▶ SOURCE EXTRACT:

· · ·

But what did the "Powers of Arda" do when confronted with the fleets of Ar-Pharazon?

"Then Manwe upon the Mountain called upon Iluvatar, and for that time the Valar laid down their government of Arda. But Iluvatar showed forth his power, and he changed the fashion of the world; and a great chasm opened in the sea...."

The Valar are powers, yes... but when compared to Iluvatar they are mere technicians-- not engineers or authors.

"For the Children of Iluvatar were conceived by him alone; and they came with the third theme, and were not in the them which Iluvatar propounded at the beginning, and none of the Ainur had part in their making."

Though Faramir's men call on the Valar to turn an oliphant aside, these Powers are still yet merely servants of the One. All providential activity in ME has its source in Iluvatar:

"And thou, Melkor, shalt see that no theme may be played that hath not its uttermost source in me, nor can any alter the music in my despite. For he that attempteth this shall prove but mine instrument in the devising of things more wonderful, which he himself hath not imagined."

Kinda reminds you of Gollum, Saurman, and Sauron, doesn't it?

(Note the similarity in the tone of these passages to the King James Old Testament.)


> *Once again I fear that I have missed the plot entirely so I would ask you Goroshima to elaborate and define the underlying tone and subtleness of Tolkiens work that has clearly escaped me. *


Sure:

The plot of tLotR is intimately intertwined with the parallel ideas of Providence and Freewill. These twin themes culminate into an even greater theme: that Evil is in reality powerless in that while it contributes to it's own downfall it inadvertantly ends up glorifying the Creator by serving as His instrument.


----------



## Grond (May 1, 2002)

· · ·

▶ ENTRIES SHOWN:

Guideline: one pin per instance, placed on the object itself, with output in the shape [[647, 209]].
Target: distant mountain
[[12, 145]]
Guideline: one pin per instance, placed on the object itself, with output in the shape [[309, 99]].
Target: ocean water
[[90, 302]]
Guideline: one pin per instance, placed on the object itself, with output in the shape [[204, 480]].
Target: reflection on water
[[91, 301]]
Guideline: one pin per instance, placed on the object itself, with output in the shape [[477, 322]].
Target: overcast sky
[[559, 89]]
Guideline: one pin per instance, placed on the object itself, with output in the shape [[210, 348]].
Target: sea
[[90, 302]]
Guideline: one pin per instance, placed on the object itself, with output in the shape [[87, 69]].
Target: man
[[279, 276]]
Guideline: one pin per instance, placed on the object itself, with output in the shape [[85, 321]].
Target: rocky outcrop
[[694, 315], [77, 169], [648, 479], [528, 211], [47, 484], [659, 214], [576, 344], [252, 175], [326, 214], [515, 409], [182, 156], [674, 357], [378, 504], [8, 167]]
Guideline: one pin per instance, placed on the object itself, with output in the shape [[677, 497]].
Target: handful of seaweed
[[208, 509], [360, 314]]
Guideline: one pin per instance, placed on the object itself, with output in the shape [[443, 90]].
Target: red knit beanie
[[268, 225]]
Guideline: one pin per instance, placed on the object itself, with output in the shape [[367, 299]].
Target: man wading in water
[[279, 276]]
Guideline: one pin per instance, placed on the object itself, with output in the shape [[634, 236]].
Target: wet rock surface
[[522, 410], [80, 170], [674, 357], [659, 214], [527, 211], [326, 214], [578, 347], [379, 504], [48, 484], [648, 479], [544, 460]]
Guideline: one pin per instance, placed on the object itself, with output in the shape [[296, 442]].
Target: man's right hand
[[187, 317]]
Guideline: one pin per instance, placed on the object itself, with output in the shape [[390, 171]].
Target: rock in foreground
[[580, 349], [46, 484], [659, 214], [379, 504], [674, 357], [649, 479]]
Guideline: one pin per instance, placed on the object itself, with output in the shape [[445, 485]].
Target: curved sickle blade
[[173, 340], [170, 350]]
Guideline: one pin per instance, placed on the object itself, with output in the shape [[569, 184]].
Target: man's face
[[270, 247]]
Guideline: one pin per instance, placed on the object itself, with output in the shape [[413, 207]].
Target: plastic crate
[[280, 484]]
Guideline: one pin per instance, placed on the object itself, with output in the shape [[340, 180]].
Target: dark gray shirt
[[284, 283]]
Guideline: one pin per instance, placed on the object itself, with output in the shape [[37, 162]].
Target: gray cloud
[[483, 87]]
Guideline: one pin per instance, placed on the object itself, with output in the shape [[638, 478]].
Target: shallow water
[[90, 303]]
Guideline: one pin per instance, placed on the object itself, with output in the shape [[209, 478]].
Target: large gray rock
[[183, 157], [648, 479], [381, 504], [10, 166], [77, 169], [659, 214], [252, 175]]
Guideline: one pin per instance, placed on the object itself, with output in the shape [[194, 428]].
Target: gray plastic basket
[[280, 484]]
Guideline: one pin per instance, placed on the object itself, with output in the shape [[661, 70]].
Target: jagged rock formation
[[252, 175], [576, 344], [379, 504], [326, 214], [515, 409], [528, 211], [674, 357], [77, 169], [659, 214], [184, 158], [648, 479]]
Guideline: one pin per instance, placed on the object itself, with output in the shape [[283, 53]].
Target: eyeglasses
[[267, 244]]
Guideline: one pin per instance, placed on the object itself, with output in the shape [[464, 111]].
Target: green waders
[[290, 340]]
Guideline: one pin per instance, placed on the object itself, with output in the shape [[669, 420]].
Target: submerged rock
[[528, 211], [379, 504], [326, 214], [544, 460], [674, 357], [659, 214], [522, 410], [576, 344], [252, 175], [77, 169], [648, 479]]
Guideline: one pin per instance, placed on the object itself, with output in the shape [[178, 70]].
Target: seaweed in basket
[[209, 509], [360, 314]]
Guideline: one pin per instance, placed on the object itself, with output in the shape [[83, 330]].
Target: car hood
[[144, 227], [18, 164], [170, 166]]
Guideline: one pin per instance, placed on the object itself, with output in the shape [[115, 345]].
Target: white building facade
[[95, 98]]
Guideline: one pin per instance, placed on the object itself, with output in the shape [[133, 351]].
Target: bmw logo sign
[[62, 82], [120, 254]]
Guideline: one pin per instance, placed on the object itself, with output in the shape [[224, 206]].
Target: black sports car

· · ·

▶ TO BE DONE:
**1.** In the Tolkien forum post, what does the writer say the Valar are when compared to Iluvatar?
**2.** List every figure that the Tolkien forum post says the quoted words addressed to Melkor bring to mind.

▶ ANSWERS TO THE EXERCISE:
**1.** Mere technicians, not engineers or authors.

**2.** Gollum, Saurman, Sauron